--- START OF EXERCISE DATA ---

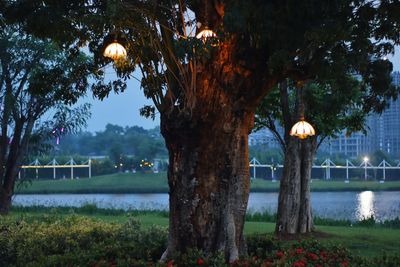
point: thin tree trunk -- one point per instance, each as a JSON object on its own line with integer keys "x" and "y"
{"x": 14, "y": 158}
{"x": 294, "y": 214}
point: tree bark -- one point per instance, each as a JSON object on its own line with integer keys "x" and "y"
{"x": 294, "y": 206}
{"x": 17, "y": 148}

--- END OF EXERCISE DATA ---
--- START OF EXERCISE DATA ---

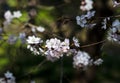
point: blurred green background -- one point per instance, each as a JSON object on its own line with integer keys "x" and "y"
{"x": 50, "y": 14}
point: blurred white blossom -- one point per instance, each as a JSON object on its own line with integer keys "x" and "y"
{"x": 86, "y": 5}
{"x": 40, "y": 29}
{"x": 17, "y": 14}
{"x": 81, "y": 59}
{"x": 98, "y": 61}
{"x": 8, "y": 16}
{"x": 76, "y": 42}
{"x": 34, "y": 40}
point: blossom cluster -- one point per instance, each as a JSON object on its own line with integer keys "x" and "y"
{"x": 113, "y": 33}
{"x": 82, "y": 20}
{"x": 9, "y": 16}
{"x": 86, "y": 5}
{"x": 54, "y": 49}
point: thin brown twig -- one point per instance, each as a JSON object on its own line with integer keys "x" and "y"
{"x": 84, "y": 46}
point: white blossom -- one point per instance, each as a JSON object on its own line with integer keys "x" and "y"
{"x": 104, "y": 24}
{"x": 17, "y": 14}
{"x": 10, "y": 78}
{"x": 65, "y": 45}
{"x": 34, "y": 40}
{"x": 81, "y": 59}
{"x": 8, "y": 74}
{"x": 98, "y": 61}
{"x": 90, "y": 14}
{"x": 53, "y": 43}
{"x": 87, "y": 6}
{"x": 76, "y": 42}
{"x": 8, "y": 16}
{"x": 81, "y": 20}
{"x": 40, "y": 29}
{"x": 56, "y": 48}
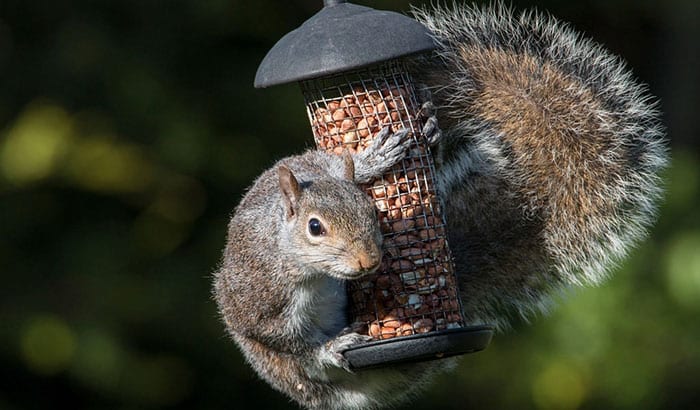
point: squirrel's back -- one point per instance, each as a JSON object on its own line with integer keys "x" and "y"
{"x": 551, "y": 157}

--- END OF EXERCISE DATA ---
--- START OF EXERCISE DATA ---

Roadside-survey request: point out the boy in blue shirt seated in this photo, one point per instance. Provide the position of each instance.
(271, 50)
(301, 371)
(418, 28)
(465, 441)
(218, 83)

--- END OF EXERCISE DATA ---

■ **TASK PROMPT**
Count the lines in the rows above that contain the string "white", treating case as significant. Reply with the number only.

■ **TASK RESPONSE**
2